(Data excerpts)
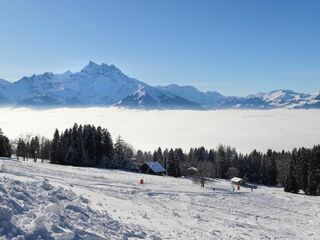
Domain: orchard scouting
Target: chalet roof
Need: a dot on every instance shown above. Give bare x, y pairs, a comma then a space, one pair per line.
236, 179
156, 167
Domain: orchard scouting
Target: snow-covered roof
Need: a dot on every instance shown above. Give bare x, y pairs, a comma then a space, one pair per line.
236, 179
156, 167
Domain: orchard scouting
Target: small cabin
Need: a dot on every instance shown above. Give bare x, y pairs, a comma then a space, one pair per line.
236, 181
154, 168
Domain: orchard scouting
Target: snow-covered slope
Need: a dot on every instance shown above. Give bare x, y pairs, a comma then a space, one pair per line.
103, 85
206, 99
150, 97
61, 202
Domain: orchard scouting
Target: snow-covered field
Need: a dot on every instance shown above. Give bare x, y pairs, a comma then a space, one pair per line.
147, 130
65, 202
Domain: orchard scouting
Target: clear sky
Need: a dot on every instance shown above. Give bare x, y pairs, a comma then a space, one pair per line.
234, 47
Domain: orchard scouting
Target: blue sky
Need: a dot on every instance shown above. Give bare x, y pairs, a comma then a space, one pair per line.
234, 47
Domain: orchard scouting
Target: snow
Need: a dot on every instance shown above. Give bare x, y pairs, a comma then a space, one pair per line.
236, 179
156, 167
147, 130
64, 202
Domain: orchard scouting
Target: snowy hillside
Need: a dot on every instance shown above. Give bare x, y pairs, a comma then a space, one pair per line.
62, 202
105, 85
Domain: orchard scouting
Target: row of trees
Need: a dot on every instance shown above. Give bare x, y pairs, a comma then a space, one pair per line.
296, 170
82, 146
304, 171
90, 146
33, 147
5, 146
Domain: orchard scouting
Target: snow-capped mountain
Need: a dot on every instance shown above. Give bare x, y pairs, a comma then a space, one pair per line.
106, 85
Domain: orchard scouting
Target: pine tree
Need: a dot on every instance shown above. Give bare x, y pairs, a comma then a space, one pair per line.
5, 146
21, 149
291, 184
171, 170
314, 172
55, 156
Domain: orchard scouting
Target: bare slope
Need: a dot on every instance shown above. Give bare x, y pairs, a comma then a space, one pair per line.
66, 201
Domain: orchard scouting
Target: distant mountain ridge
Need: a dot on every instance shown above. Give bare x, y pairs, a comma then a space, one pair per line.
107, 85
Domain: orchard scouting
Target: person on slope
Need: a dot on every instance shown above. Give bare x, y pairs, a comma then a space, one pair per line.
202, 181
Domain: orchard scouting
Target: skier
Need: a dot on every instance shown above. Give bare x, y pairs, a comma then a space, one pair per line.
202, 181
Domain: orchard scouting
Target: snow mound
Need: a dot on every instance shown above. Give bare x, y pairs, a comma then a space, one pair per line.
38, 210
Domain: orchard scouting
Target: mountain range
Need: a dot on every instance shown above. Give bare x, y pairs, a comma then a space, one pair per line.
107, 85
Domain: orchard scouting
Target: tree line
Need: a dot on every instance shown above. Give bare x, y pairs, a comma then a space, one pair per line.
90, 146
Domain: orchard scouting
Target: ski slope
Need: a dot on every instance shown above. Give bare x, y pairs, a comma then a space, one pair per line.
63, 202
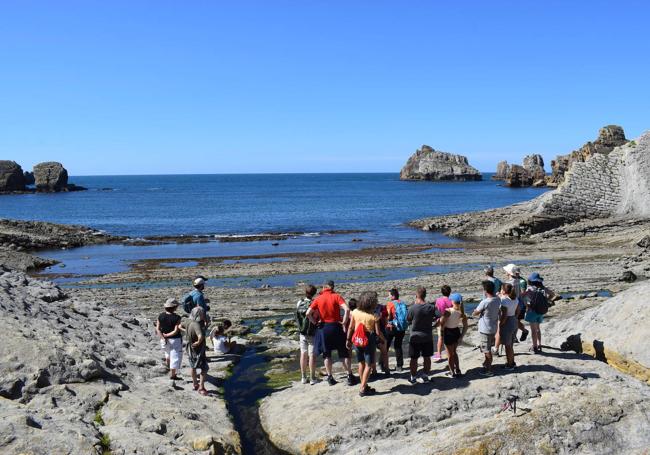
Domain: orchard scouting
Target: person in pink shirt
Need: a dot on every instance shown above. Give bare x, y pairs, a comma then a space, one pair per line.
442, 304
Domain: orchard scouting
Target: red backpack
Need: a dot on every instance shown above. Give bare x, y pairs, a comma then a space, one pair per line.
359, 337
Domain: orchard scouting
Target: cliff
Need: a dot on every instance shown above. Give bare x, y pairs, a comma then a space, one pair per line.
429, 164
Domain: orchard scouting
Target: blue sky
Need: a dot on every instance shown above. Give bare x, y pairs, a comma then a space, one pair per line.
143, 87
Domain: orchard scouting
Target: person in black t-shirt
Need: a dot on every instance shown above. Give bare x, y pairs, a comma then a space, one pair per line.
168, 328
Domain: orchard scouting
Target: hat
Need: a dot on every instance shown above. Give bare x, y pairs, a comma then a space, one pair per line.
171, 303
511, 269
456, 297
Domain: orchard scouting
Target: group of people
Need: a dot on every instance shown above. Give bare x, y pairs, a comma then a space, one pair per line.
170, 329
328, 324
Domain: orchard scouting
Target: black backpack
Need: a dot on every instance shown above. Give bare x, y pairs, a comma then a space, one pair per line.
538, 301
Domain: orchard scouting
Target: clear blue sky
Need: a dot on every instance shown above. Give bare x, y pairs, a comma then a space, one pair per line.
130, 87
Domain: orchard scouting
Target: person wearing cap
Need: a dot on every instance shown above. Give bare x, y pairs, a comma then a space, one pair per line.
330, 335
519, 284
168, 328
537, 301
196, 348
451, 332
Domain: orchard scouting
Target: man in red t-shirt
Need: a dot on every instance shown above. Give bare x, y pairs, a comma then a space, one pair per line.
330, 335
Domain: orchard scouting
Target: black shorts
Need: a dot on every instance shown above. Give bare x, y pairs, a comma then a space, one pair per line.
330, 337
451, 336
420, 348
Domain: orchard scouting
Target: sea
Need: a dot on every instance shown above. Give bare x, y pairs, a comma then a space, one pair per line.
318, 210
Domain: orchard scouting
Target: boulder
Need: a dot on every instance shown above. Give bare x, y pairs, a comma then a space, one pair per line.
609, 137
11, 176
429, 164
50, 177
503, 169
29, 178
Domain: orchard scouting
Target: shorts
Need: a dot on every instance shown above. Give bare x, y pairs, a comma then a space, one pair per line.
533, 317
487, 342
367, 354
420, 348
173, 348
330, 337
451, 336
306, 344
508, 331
---
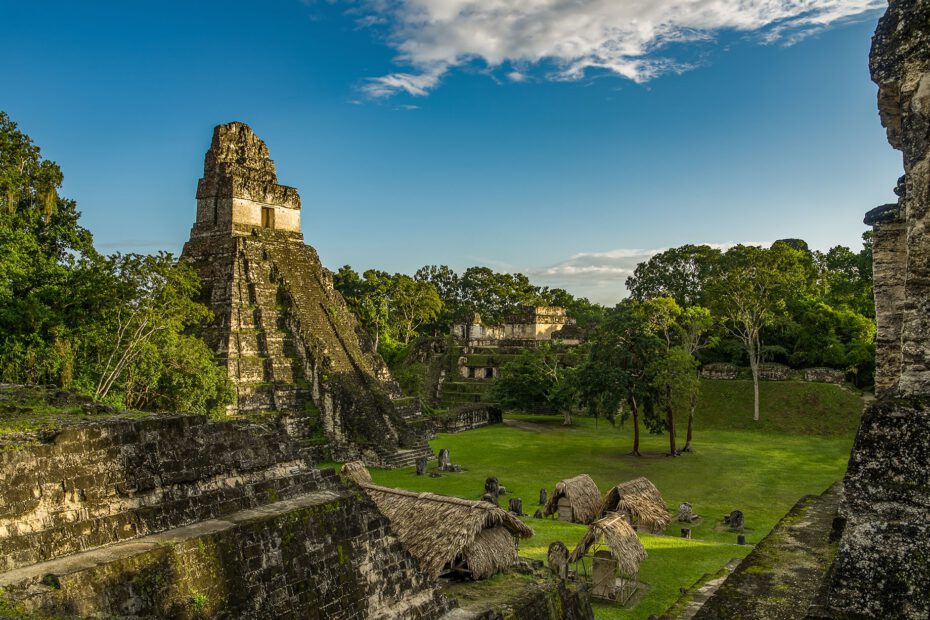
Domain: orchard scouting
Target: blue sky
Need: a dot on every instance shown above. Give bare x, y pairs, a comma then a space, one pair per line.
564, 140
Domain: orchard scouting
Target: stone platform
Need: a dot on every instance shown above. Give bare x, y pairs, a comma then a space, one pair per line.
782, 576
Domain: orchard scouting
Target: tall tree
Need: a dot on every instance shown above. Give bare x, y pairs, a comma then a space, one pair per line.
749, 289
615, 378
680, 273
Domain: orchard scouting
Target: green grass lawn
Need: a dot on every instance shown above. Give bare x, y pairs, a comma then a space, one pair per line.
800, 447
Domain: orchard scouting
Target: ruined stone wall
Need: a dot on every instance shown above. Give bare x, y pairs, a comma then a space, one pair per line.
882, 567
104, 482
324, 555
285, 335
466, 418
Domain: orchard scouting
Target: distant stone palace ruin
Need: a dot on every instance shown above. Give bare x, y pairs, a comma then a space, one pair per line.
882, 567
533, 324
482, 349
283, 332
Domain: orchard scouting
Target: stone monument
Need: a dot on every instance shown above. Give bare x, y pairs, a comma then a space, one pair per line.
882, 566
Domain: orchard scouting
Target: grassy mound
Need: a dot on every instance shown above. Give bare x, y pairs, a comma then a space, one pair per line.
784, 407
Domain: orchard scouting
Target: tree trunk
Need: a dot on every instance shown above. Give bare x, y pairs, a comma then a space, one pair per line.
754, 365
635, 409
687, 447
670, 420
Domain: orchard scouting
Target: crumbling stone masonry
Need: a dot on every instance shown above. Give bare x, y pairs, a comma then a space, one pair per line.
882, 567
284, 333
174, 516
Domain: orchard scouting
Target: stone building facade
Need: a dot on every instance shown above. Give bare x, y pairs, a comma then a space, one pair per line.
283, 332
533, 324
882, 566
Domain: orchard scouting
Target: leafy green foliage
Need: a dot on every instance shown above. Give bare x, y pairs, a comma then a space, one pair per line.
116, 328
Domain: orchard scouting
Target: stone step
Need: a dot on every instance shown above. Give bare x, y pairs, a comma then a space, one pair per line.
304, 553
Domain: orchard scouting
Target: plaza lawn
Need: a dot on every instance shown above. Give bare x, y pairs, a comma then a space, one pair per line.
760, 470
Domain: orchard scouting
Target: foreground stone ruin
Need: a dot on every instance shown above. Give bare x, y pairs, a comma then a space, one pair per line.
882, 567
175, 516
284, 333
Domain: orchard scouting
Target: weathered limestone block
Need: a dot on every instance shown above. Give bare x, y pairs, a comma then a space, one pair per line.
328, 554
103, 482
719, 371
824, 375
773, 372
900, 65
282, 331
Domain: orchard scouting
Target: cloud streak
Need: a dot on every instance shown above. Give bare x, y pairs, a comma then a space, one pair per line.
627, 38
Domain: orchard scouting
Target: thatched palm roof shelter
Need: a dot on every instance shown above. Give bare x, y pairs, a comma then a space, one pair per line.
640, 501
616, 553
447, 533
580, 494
--
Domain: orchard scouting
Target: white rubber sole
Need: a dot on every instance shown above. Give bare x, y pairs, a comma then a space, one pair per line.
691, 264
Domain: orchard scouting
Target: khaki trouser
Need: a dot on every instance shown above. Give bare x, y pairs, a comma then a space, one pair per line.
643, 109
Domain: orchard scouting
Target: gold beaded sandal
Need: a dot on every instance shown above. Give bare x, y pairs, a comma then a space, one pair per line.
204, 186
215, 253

* _Task objective_: The word to find is "shirt". Copy every line of the data that holds it.

* _Solution to this task_:
Target: person in pink shirt
Target: person in black t-shirt
Target: man in red t-shirt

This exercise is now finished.